** begin Record excerpts **

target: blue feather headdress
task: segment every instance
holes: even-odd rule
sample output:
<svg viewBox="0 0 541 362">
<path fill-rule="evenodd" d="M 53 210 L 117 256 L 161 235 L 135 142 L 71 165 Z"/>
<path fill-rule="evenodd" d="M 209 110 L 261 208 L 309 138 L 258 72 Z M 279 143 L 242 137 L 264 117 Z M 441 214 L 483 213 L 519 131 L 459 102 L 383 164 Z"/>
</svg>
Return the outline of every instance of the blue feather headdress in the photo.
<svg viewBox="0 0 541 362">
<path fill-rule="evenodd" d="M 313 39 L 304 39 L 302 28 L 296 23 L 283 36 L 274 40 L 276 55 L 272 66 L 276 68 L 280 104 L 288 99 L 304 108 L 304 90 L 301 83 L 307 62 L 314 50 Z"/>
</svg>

** end Record excerpts **

=== Given instruction ===
Reproduce every line of the listing above with no changes.

=== Complete response ===
target: blue feather headdress
task: segment every instance
holes: even-odd rule
sample output:
<svg viewBox="0 0 541 362">
<path fill-rule="evenodd" d="M 53 210 L 117 256 L 161 235 L 135 142 L 71 165 Z"/>
<path fill-rule="evenodd" d="M 209 110 L 261 208 L 309 138 L 258 72 Z M 279 143 L 242 137 L 264 117 Z M 441 214 L 483 213 L 519 131 L 459 102 L 383 164 Z"/>
</svg>
Return the outline of every instance of the blue feather headdress in the photo.
<svg viewBox="0 0 541 362">
<path fill-rule="evenodd" d="M 313 39 L 304 39 L 302 28 L 296 23 L 283 36 L 274 40 L 276 55 L 272 66 L 276 68 L 280 104 L 288 99 L 304 108 L 304 90 L 301 83 L 307 62 L 314 50 Z"/>
</svg>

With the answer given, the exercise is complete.